### Data excerpts
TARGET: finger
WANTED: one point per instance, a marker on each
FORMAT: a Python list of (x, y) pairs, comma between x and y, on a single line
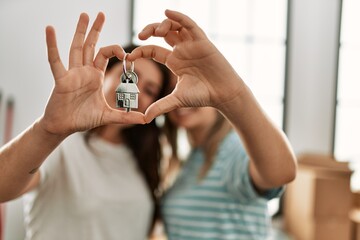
[(157, 53), (194, 30), (161, 106), (102, 57), (172, 39), (92, 38), (57, 68), (114, 116), (76, 49)]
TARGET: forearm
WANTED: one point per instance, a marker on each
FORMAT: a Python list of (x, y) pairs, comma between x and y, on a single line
[(272, 160), (20, 159)]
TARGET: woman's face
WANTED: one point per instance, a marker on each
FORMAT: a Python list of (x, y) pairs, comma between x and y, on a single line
[(149, 83), (193, 118)]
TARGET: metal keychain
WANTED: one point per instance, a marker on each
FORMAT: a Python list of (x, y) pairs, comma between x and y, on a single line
[(127, 92)]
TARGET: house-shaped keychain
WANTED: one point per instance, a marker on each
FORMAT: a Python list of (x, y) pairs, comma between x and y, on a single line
[(127, 93)]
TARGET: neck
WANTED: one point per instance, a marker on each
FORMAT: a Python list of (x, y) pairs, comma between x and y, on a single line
[(197, 136)]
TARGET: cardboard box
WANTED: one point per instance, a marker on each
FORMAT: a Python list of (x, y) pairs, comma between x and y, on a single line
[(317, 203)]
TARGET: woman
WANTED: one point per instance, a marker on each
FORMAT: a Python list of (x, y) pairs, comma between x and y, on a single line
[(223, 187), (98, 184)]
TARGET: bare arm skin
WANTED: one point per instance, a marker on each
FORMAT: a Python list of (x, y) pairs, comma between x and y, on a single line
[(205, 78), (77, 103)]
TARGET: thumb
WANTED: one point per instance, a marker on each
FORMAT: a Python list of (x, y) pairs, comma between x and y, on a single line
[(161, 106)]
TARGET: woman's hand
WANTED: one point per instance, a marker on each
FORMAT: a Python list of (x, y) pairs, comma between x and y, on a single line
[(77, 102), (205, 78)]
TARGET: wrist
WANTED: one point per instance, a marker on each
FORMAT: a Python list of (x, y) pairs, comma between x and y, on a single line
[(42, 128)]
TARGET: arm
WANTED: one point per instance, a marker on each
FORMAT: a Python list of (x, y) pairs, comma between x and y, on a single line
[(77, 103), (205, 78)]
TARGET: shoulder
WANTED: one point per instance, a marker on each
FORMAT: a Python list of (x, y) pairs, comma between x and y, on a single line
[(231, 147)]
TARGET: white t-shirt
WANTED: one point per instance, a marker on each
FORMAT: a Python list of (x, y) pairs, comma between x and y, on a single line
[(84, 194)]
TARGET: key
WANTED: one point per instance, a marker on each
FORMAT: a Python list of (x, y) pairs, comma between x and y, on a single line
[(127, 92)]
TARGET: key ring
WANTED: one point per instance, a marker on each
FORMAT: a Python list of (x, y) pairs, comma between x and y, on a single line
[(132, 67)]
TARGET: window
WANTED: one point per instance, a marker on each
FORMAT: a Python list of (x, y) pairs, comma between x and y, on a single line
[(250, 33), (347, 129)]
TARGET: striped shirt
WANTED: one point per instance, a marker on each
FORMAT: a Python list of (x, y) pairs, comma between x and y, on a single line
[(223, 205)]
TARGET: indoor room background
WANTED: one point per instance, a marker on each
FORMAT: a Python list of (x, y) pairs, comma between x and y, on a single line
[(300, 58)]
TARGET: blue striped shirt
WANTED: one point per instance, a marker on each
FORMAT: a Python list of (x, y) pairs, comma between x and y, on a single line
[(223, 205)]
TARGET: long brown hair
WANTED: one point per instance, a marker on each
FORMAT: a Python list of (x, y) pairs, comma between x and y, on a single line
[(220, 128), (144, 141)]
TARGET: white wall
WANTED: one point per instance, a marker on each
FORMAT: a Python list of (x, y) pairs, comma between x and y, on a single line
[(24, 70), (312, 63)]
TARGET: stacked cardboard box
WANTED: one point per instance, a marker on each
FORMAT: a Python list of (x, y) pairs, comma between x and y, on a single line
[(317, 203)]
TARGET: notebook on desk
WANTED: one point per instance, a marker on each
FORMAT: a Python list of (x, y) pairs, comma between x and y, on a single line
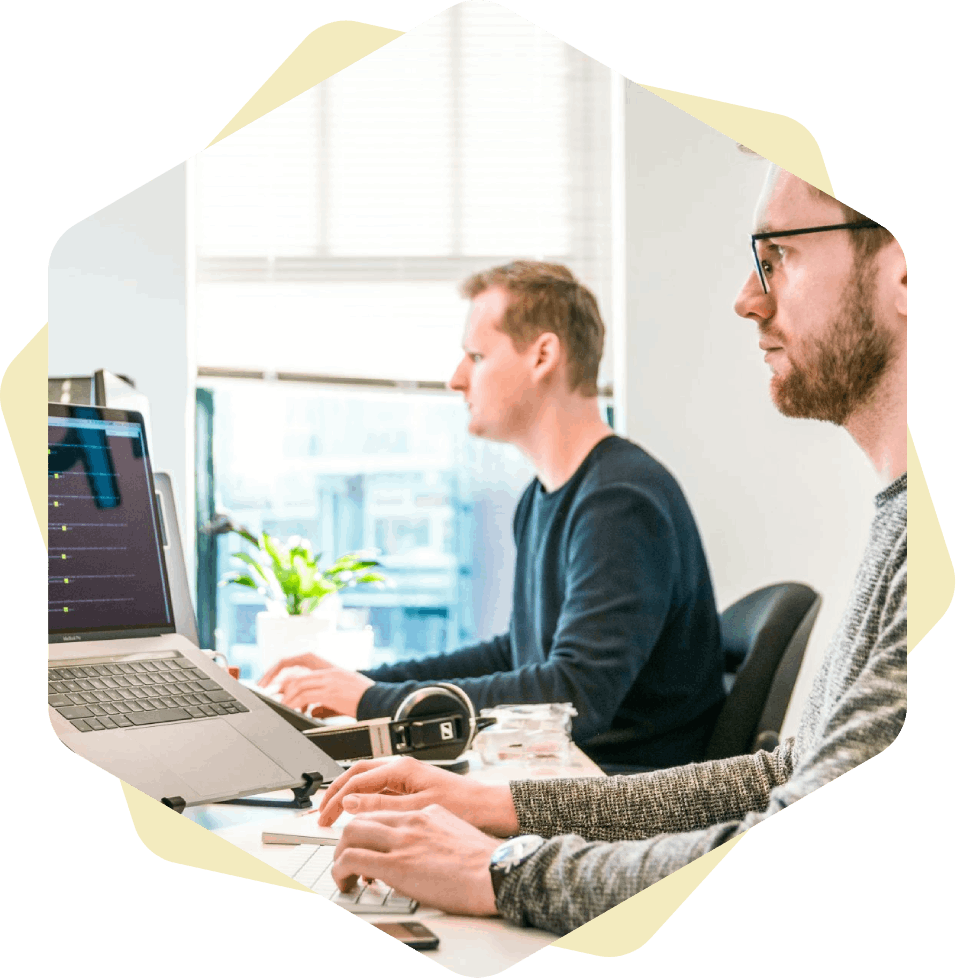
[(128, 691)]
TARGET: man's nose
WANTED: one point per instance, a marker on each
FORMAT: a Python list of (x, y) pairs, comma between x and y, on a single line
[(752, 302), (457, 382)]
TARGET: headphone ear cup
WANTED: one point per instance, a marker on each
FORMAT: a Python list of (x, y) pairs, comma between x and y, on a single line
[(437, 700)]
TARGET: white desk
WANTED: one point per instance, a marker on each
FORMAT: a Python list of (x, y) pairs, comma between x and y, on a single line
[(471, 946)]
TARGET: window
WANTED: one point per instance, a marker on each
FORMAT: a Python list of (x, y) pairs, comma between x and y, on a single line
[(330, 237)]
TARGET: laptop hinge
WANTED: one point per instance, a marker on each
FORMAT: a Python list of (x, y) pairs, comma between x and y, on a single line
[(177, 804), (302, 796)]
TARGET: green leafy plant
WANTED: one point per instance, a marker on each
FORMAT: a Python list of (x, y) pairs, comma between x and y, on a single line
[(290, 575)]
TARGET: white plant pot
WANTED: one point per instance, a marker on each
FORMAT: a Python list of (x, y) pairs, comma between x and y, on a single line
[(280, 635)]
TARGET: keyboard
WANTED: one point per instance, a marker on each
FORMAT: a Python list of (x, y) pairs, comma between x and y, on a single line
[(134, 693), (312, 867)]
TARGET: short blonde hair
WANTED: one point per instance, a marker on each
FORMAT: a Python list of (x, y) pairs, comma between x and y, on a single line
[(547, 298), (866, 241)]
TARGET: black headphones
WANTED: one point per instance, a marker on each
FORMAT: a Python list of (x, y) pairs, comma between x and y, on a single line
[(434, 723)]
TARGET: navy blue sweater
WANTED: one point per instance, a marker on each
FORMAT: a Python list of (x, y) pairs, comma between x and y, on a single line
[(613, 611)]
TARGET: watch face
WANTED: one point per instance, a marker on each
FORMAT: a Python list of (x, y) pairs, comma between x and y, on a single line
[(514, 852)]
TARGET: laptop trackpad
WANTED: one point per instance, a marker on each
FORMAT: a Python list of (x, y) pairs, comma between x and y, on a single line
[(213, 759)]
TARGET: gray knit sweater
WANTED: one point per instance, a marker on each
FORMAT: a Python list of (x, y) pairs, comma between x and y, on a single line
[(856, 709)]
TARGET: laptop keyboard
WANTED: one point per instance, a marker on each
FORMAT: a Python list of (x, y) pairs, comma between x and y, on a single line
[(312, 867), (107, 695)]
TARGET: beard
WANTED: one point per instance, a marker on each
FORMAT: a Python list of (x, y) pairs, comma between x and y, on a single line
[(842, 370)]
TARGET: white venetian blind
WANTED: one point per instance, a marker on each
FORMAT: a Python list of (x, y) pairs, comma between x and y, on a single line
[(330, 235)]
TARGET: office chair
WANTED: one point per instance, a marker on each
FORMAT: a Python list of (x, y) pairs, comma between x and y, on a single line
[(764, 636)]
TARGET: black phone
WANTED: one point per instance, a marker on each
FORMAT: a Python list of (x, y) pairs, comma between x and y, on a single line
[(412, 934)]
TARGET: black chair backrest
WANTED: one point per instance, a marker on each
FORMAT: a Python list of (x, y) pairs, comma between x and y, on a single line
[(764, 636)]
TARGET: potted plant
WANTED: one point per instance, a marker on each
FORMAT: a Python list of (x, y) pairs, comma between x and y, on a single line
[(302, 599)]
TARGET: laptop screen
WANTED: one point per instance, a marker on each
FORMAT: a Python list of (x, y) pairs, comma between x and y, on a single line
[(107, 576)]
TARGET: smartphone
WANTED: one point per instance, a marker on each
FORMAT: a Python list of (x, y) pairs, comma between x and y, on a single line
[(411, 934)]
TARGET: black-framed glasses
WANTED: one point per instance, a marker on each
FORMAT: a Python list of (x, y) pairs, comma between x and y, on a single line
[(754, 238)]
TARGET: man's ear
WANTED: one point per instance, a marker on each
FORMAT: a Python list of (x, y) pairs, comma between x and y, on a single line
[(896, 272), (547, 355), (901, 279)]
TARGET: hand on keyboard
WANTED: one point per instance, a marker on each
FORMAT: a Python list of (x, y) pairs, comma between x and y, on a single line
[(429, 855)]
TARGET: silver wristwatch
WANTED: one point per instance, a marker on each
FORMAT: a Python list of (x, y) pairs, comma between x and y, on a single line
[(510, 855)]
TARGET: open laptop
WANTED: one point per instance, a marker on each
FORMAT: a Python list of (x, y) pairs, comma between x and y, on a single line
[(128, 691), (183, 614)]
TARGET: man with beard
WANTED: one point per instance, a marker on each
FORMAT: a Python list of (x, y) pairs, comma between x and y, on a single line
[(828, 298)]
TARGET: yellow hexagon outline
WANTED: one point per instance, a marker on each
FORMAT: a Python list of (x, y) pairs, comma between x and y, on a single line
[(324, 52)]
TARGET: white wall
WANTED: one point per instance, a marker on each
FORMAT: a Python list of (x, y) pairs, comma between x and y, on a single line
[(117, 300), (776, 499)]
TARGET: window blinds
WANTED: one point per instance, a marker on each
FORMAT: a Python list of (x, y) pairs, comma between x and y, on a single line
[(330, 235)]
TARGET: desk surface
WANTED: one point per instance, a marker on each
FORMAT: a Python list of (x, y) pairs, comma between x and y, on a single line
[(471, 946)]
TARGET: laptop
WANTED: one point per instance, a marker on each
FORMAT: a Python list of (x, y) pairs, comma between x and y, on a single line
[(183, 614), (128, 690)]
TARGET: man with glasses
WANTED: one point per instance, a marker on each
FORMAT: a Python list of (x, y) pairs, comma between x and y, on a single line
[(828, 298)]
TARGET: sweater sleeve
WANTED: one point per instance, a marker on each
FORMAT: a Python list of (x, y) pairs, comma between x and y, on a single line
[(574, 878)]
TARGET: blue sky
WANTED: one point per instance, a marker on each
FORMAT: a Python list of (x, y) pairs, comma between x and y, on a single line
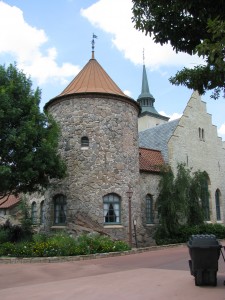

### Exercise description
Scan the data for lines containing "with" and copy all of them.

### Result for this exercise
TARGET: man with beard
TARGET: man with glasses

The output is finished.